Given request A - In the article summaries on the first Dutch constitution, what characteristics of the 'Staatsregeling' does the social-contract view explain? List each one.
Given request B - Continue the article summaries on the first Dutch constitution, starting after their final sentence.

Mart Rutjes, De Staatsregeling van 1798 als maatschappelijk verdrag. De eerste Nederlandse grondwet en de politieke cultuur van de Bataafse Republiek, 1795-1801
In 1798 the first Dutch constitution was ratified. The ‘Staatsregeling’ was drafted during the revolutionary Batavian Republic (1795-1806), the successor of the Dutch Republic. This article argues that the most important reason for the Batavians to draft a constitution was their belief that a constitution acted as a social contract that formed the foundation of society and politics. This was meant to be a contract not only between the citizens themselves but also between the citizens and their government. By acknowledging that the Batavians saw the constitution as some form of social contract we can explain many characteristics of the (debates about the) ‘Staatsregeling’, such as its ratification process, its content, length and style.
Erik Jacobs, ‘Het volk zal over de constitutie beslissen’. De strijd om de publieke opinie van 1797
The 1797 constitutional referendum was the first moment in Dutch history when the entire (voting) population decided what the country’s political future was to look like. By the same token it was the first moment when public opinion had to be taken seriously by politicians. A fierce debate ensued between supporters and opponents of the draft constitution, each side using different strategies to sway public opinion. The opponents’ strategies in the end proved to be the more successful.

Provided records -
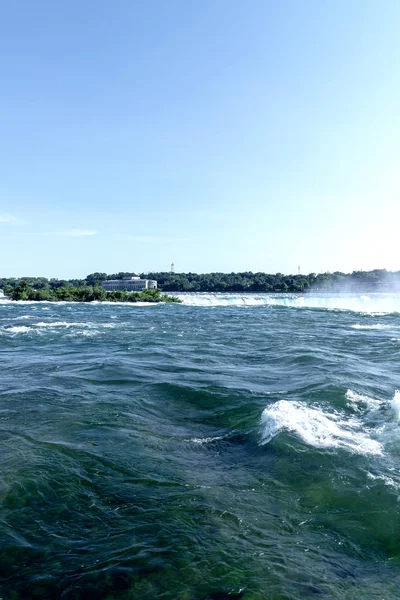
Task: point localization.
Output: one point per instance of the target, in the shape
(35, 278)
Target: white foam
(206, 440)
(387, 480)
(316, 428)
(395, 403)
(356, 399)
(376, 304)
(374, 326)
(17, 329)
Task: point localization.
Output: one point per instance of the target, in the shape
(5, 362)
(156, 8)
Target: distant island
(90, 288)
(48, 291)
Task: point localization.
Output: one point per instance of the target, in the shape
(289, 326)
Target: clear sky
(223, 135)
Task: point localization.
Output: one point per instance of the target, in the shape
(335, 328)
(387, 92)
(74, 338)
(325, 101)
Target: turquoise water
(231, 447)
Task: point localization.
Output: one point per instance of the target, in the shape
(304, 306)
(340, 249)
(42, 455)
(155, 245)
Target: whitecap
(374, 326)
(205, 440)
(356, 399)
(316, 428)
(17, 329)
(395, 403)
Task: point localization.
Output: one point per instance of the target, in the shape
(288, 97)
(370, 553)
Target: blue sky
(221, 135)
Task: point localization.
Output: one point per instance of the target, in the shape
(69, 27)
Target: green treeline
(89, 289)
(81, 293)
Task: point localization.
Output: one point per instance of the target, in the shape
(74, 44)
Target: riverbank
(88, 293)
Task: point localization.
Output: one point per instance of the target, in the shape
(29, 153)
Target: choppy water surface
(230, 447)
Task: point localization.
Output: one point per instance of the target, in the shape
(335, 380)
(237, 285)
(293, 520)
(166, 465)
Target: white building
(129, 284)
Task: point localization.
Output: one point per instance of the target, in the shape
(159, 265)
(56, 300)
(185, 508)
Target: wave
(374, 304)
(49, 325)
(362, 400)
(316, 428)
(375, 326)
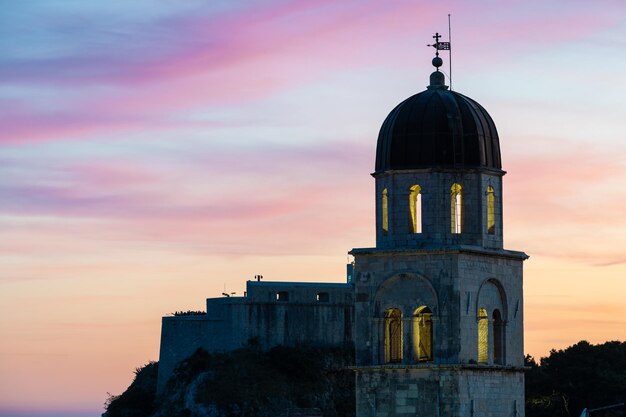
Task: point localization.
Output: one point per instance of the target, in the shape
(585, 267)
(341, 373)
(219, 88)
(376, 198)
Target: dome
(438, 128)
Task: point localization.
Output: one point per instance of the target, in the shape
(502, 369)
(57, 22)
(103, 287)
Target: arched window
(393, 335)
(385, 210)
(483, 336)
(456, 208)
(491, 211)
(498, 338)
(423, 334)
(415, 208)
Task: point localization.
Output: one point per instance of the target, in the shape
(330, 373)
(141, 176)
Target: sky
(156, 153)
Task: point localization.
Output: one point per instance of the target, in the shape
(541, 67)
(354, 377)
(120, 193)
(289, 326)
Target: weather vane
(443, 46)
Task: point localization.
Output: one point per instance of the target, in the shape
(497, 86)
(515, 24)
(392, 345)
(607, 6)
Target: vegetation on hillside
(247, 382)
(581, 376)
(250, 382)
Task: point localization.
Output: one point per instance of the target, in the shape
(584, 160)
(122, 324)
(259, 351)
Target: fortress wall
(181, 336)
(303, 317)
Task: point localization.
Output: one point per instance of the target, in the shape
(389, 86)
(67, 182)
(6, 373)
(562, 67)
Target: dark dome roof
(438, 128)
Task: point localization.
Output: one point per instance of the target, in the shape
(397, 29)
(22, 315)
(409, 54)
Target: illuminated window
(322, 297)
(498, 338)
(393, 335)
(491, 211)
(483, 336)
(456, 208)
(415, 208)
(423, 334)
(385, 208)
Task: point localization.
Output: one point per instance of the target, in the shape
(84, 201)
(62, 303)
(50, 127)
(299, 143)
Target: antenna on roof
(450, 51)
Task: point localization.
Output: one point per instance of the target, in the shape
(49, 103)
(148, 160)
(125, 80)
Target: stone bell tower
(439, 303)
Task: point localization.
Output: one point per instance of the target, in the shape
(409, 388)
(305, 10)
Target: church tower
(439, 303)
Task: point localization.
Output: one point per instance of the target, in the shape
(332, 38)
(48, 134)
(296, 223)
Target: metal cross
(436, 45)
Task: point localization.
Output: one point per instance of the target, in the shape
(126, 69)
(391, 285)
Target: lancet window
(423, 334)
(415, 208)
(456, 208)
(498, 338)
(491, 211)
(393, 336)
(483, 336)
(385, 211)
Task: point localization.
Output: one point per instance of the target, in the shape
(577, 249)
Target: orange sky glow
(156, 158)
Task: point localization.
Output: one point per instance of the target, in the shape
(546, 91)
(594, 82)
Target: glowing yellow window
(423, 334)
(385, 210)
(491, 211)
(483, 336)
(456, 208)
(415, 208)
(393, 335)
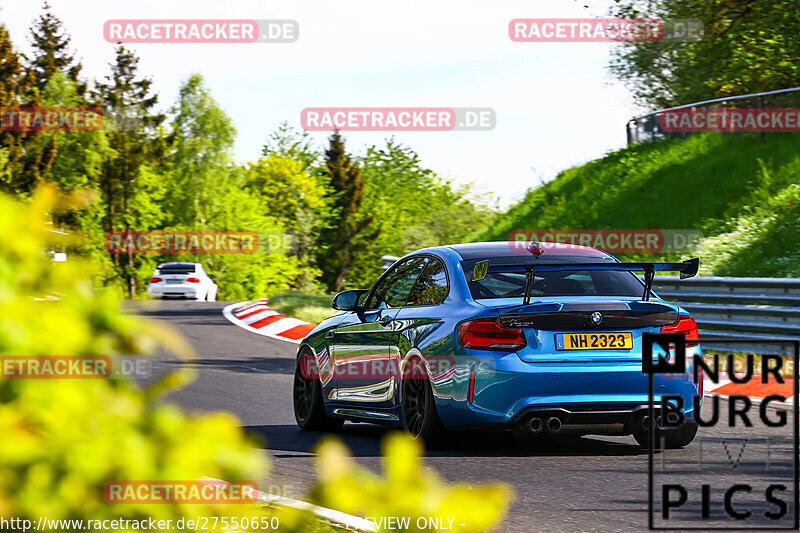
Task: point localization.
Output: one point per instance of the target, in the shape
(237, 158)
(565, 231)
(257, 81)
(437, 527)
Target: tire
(418, 410)
(309, 409)
(673, 438)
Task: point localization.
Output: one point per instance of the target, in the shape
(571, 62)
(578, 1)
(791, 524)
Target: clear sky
(557, 105)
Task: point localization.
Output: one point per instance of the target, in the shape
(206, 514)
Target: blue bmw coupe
(542, 340)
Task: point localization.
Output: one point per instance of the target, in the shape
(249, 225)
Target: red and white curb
(338, 518)
(756, 390)
(258, 318)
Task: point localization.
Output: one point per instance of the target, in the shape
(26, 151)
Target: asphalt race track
(587, 484)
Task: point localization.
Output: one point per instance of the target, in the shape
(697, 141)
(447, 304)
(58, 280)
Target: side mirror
(348, 300)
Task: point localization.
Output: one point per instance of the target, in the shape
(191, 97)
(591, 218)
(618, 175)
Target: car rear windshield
(176, 269)
(560, 283)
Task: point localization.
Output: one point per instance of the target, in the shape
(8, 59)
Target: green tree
(414, 208)
(24, 156)
(349, 227)
(298, 200)
(51, 50)
(286, 141)
(198, 156)
(128, 185)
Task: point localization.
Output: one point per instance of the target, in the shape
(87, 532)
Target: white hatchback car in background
(182, 280)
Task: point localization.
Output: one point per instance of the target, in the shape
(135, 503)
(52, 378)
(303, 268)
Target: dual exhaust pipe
(661, 422)
(537, 425)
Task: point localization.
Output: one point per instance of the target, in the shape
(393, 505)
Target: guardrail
(647, 128)
(749, 309)
(733, 309)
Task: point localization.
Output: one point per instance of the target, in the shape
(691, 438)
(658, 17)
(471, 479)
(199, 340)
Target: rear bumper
(507, 390)
(173, 291)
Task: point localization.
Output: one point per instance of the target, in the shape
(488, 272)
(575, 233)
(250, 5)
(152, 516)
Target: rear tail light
(489, 335)
(687, 326)
(471, 385)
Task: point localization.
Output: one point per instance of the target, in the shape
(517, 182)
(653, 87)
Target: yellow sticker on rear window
(480, 270)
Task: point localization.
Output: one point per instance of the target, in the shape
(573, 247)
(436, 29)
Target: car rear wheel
(672, 437)
(420, 419)
(309, 409)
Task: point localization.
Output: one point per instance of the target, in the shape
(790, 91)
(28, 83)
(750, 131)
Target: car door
(418, 325)
(361, 343)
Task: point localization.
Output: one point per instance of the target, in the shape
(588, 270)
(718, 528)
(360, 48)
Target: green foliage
(349, 228)
(737, 189)
(413, 207)
(198, 158)
(25, 158)
(406, 490)
(64, 439)
(51, 49)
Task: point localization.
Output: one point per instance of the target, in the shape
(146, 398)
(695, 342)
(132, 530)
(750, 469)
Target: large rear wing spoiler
(686, 268)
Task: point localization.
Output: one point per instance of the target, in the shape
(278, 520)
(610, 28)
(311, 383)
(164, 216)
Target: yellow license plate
(594, 341)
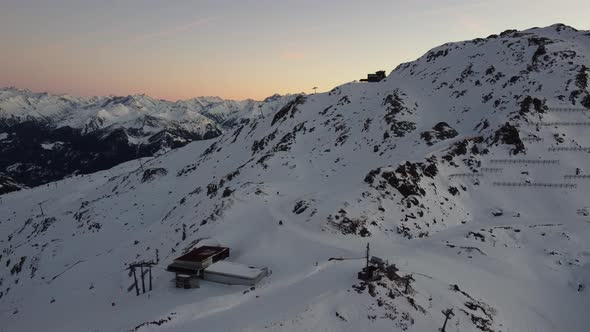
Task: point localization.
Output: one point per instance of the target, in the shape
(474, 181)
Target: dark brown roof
(202, 253)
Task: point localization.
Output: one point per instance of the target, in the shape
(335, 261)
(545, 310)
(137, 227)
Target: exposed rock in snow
(302, 189)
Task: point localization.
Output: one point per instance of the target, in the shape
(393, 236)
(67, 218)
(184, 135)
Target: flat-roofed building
(194, 261)
(235, 274)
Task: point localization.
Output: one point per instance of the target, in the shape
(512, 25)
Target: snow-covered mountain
(45, 137)
(464, 168)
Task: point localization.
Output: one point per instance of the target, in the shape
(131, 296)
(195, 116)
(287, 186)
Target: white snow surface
(318, 180)
(235, 269)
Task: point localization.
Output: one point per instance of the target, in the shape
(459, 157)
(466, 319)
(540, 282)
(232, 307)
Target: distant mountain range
(46, 137)
(467, 170)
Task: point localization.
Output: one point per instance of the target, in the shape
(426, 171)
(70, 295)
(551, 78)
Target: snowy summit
(465, 170)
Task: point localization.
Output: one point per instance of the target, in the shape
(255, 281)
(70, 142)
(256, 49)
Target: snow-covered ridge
(454, 168)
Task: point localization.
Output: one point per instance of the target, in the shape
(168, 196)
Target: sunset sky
(176, 49)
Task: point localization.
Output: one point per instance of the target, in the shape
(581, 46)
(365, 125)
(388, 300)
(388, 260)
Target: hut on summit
(377, 77)
(208, 263)
(196, 260)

Exercise output A - Its ratification process, its content, its length, its style

Exercise output B -
Mara van der Lugt, ‘I will utter dark sayings of old’. John Toland, pantheism and pathos of secrecy
This paper examines the themes of pantheism and secrecy in the writings of the Irish philosopher John Toland (1670-1722), especially ‘Clidophorus’ and Pantheisticon (1720). Although several scholars have read these works as containing a theory of dissimulation and a key for reading Toland, this paper argues that it is unwarranted to draw hermeneutical principles from Toland’s own writings, which sometimes manifest a pathos of secrecy that surpasses the need for concealment. If this element of pathos is indeed active in Toland’s works, it is suggested that his case demonstrates a necessity for greater caution in the interpretation of early modern philosophical texts.
De Achttiende Eeuw 44 (2012) nr.2
Themanummer: ‘Centre and Periphery in the Enlightenment’
(op de omslag foutief weergegeven als volume 45)
Edwin van Meerkerk, Verklaring der Plaat
Matthijs Lok and Alicia C. Montoya, Centre and Periphery in the Enlightenment
Lissa Roberts, Rethinking centres and peripheries in the Enlightenment: toward a global history of science
This essay begins with a focus on how centre-periphery relations have been construed by historians of science since the middle of the twentieth century. It then suggests an alternative view of the historically embedded networks within which knowledge has circulated. Instead of adopting an a priori geography in which scientific ‘progress’ flowed from the ‘centre’ to the ‘periphery’, it argues for recovering the original indeterminacy of historical events as they unfolded by investigating ‘centres of accumulation’ around the world. This approach, illustrated by the cases of eighteenth-century Canton and Nagasaki, allows us to examine how local and quite mundane efforts to manage processes of accumulation and exchange fed the productive circulation of knowledge and material goods. Rather than constructing the history of science out of the rare and unique building blocks provided by scientific ‘heroes’ and their breakthroughs, daily activities are here shown to provide science’s fundamental bricks and mortar.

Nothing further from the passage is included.